## WORK TASK
Where the data below begins, start retyping exactly, and end on the line with "Mark one point per instance of the dark", which is included; no picture goes in.

## EXERCISE MATERIALS
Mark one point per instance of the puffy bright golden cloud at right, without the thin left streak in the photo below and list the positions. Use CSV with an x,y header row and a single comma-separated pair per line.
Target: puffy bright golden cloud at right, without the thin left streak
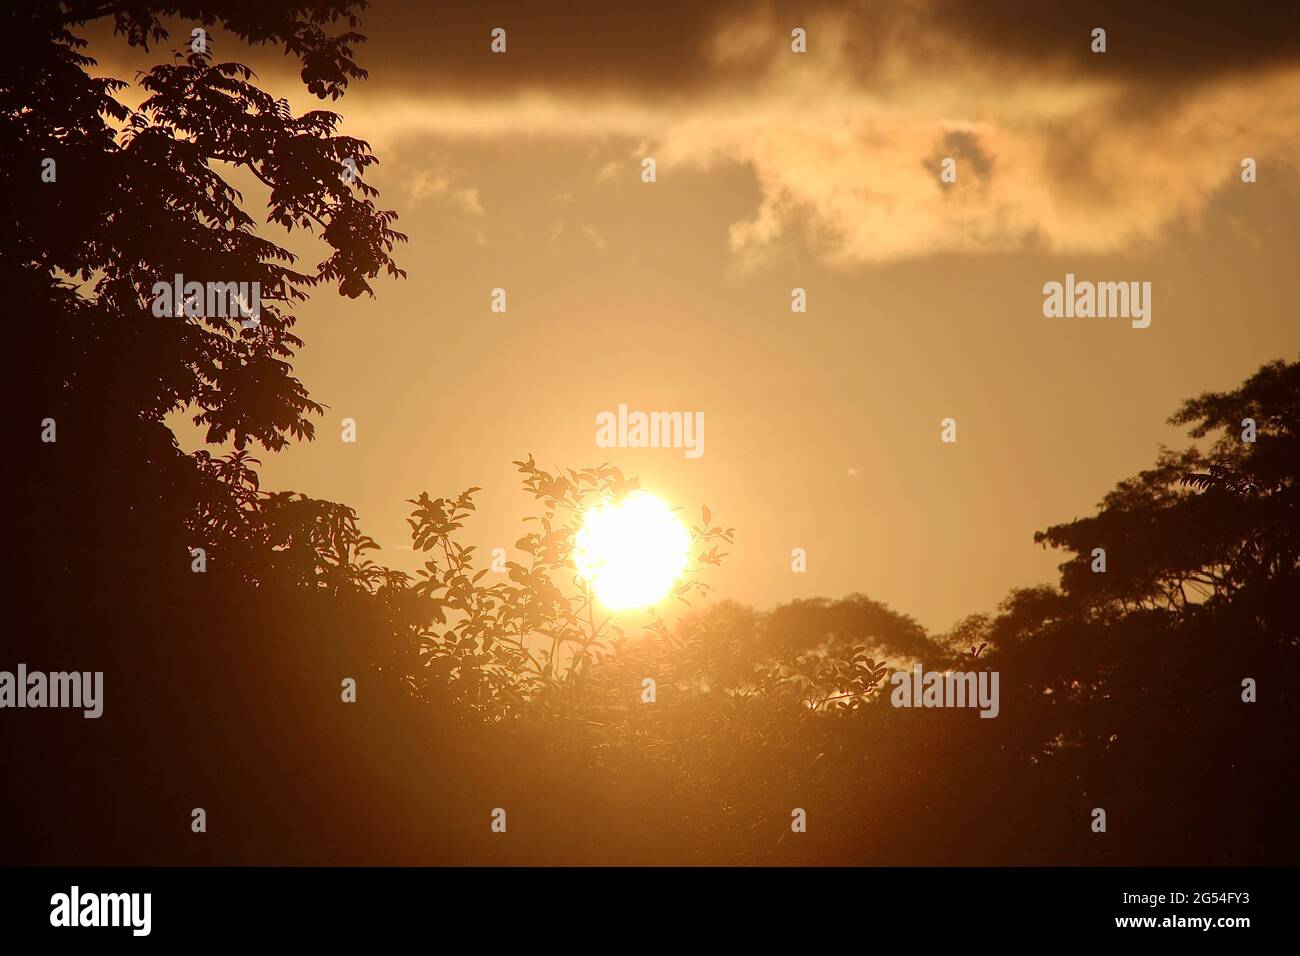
x,y
1086,178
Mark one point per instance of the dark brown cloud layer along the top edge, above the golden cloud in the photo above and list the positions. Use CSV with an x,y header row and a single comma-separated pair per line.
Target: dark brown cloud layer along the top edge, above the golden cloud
x,y
669,47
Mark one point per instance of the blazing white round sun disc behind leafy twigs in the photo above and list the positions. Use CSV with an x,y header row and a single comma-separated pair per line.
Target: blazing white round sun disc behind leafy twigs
x,y
631,551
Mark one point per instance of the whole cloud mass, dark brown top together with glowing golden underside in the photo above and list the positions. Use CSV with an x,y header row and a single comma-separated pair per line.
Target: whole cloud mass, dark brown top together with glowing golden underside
x,y
1058,149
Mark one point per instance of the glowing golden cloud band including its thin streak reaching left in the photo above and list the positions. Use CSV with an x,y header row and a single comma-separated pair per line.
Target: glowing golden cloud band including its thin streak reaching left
x,y
1061,166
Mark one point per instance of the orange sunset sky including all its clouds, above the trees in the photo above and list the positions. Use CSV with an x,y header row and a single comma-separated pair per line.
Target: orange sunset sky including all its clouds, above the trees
x,y
820,171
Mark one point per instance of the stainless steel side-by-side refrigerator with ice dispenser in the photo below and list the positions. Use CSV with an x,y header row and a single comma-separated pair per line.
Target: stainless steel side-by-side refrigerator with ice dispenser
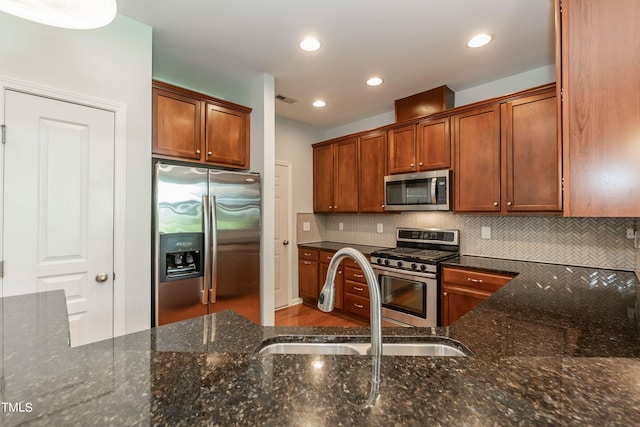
x,y
206,243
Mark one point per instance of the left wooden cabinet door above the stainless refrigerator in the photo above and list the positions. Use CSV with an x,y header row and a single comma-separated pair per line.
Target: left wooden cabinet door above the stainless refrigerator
x,y
177,125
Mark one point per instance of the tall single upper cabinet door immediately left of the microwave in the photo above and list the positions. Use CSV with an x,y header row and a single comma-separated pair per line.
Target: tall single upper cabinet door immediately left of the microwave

## OUTPUT OF THE EXERCISE
Mark one point per instance of the puffy bright golden cloud at right, without the thin left streak in the photo below and list the positions. Use CSV with an x,y header row and a single comma-separated pair per line.
Target: puffy bright golden cloud at right, without the thin left streak
x,y
1086,178
Mark one point per instance of the dark brown cloud layer along the top edge, above the golden cloud in the photo above and list the positions. Use CSV with an x,y header row and a single comma-separated pair per line.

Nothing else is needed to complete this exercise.